### Exercise details
Retype the following lines without changing anything.

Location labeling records
-- Start --

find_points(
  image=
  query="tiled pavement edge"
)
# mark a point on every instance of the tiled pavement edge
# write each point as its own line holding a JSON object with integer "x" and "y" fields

-- End --

### Exercise solution
find_points(
  image=
  query="tiled pavement edge"
)
# mark a point on every instance of the tiled pavement edge
# write each point as its own line holding a JSON object with integer "x" and "y" fields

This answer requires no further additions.